> _Goal_: Reproduce the line that contains "of the book." and every line after it through the end of the records, exactly, with nothing added.

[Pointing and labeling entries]
★ ★ ★ ★

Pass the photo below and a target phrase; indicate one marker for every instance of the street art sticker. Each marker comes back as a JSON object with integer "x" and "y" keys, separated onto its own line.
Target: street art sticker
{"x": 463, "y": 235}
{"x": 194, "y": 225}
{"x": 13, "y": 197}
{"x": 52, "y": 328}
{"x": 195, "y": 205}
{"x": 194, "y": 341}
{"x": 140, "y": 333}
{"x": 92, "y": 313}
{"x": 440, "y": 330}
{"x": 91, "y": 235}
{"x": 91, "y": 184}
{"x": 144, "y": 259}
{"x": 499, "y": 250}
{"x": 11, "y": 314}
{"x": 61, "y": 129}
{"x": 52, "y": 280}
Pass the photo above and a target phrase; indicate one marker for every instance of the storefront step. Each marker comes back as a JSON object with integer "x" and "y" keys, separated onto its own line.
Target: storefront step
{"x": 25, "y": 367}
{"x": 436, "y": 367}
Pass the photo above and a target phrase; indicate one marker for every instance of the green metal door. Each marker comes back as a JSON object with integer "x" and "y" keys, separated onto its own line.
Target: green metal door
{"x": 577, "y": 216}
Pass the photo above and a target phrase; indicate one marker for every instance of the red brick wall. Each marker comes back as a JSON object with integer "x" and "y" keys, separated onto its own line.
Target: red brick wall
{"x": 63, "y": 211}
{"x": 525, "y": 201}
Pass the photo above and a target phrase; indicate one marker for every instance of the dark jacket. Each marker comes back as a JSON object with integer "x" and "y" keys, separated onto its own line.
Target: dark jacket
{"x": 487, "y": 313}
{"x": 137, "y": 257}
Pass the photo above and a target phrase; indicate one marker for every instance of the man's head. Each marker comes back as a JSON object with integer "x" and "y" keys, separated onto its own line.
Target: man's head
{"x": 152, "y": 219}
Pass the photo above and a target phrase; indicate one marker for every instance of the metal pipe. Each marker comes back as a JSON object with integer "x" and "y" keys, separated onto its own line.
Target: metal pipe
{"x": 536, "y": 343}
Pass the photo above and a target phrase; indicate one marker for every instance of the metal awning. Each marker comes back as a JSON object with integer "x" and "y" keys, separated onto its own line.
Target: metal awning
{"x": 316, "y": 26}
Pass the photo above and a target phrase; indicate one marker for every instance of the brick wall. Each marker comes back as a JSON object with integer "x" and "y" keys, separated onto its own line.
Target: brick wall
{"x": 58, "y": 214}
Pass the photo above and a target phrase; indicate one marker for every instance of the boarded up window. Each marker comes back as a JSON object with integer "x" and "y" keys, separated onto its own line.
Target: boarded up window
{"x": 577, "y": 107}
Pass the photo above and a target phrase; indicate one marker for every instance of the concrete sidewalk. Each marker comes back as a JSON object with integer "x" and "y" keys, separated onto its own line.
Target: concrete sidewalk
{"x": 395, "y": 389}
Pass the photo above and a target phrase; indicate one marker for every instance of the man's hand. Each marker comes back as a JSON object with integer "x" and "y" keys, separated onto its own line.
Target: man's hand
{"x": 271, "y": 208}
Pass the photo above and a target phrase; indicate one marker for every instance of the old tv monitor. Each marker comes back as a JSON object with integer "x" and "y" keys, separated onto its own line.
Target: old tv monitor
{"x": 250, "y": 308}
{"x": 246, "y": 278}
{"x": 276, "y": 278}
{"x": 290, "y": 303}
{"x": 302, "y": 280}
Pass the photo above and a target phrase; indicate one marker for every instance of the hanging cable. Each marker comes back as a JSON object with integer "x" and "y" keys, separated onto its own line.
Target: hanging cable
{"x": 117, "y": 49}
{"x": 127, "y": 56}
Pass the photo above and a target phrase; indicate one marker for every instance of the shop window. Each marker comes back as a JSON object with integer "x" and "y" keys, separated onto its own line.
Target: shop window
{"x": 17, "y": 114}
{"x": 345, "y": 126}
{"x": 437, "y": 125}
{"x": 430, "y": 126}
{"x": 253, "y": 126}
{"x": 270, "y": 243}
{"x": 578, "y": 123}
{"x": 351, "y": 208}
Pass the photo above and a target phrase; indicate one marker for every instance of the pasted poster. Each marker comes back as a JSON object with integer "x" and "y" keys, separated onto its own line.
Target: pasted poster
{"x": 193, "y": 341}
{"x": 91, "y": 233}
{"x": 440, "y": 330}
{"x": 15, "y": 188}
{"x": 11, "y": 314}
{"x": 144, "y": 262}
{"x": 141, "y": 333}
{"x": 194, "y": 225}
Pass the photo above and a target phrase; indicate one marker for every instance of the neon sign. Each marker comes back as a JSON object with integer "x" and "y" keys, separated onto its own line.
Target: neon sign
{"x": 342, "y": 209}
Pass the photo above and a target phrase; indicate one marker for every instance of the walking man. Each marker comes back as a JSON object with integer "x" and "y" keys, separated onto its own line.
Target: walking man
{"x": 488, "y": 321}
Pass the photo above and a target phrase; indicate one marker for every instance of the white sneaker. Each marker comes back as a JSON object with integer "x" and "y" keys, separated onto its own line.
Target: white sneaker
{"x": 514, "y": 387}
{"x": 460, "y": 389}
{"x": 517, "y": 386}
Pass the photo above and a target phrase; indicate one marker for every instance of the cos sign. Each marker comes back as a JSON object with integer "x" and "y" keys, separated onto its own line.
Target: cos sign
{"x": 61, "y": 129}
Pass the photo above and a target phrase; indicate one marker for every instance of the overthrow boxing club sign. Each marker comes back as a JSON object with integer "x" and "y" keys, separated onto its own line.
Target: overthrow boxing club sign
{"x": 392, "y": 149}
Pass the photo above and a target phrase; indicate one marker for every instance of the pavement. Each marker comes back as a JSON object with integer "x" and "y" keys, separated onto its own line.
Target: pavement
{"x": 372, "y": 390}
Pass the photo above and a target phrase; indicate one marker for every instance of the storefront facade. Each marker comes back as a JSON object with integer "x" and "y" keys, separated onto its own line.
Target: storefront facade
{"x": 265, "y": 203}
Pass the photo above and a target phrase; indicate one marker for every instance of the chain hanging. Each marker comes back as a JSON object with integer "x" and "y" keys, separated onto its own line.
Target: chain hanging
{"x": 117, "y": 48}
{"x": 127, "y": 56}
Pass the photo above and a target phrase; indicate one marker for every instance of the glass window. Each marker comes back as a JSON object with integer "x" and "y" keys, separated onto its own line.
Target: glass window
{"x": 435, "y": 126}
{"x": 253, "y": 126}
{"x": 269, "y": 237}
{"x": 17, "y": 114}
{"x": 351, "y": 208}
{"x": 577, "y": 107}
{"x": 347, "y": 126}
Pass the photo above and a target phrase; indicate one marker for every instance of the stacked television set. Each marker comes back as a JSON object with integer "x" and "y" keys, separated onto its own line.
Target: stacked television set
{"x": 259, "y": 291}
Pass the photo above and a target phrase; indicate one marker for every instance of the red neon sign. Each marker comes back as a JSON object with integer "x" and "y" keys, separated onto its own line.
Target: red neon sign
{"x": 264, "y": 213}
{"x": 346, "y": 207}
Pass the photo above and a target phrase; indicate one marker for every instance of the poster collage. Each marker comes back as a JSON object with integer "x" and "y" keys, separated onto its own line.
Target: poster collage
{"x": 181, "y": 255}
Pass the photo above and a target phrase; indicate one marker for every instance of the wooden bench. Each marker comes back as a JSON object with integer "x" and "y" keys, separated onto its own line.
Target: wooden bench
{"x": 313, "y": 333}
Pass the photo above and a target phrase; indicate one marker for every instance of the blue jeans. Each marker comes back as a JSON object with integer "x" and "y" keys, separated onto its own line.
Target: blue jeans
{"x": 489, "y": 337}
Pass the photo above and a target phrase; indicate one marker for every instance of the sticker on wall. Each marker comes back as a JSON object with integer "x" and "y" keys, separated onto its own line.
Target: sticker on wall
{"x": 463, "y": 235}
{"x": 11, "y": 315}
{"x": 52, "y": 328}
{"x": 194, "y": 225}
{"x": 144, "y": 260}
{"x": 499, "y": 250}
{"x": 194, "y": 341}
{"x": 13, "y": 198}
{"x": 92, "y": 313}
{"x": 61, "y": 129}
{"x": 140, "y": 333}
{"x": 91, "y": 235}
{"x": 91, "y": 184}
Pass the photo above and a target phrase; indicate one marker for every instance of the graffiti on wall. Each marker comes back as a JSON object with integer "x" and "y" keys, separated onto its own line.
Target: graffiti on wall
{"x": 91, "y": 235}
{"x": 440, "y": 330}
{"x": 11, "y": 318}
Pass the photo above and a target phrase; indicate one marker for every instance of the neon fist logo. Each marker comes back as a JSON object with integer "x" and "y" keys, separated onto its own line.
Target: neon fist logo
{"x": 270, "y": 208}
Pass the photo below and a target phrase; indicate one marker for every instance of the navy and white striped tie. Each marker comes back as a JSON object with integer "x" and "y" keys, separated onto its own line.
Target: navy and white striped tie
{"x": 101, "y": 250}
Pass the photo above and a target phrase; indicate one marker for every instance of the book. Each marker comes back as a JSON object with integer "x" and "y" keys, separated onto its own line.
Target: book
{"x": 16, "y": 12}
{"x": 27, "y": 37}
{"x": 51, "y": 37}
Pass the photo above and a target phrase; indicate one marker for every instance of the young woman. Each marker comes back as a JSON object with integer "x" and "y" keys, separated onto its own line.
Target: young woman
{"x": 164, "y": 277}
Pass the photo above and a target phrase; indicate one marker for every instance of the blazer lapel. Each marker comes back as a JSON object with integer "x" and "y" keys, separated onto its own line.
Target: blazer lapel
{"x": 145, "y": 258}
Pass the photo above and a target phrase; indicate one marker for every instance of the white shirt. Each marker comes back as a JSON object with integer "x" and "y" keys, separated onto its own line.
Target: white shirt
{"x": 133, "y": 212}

★ ★ ★ ★

> _Final result_:
Pass the photo above and a target phrase; indicate one marker for every instance of the book. Each marker comes back as a JSON object with integer "x" and "y" keys, separated onto its own line.
Target: book
{"x": 16, "y": 12}
{"x": 27, "y": 37}
{"x": 51, "y": 37}
Pass the photo above and a target phrase; indicate one marker for every instance of the young woman. Each marker comes back as a JSON object with integer "x" and "y" keys, separated onto its own line.
Target: young woman
{"x": 164, "y": 277}
Pass the photo above and a target phrase; indicate one marker for every instance of the blazer lapel. Each marker comes back as a JSON object with integer "x" and "y" keys, separated onto its own line.
Target: blazer lapel
{"x": 145, "y": 258}
Pass the photo above and a target phrase; indicate one marker for every instance of the white shirt. Each marker comes back as a JSON object with integer "x" and "y" keys, separated onto its own line.
Target: white shirt
{"x": 133, "y": 212}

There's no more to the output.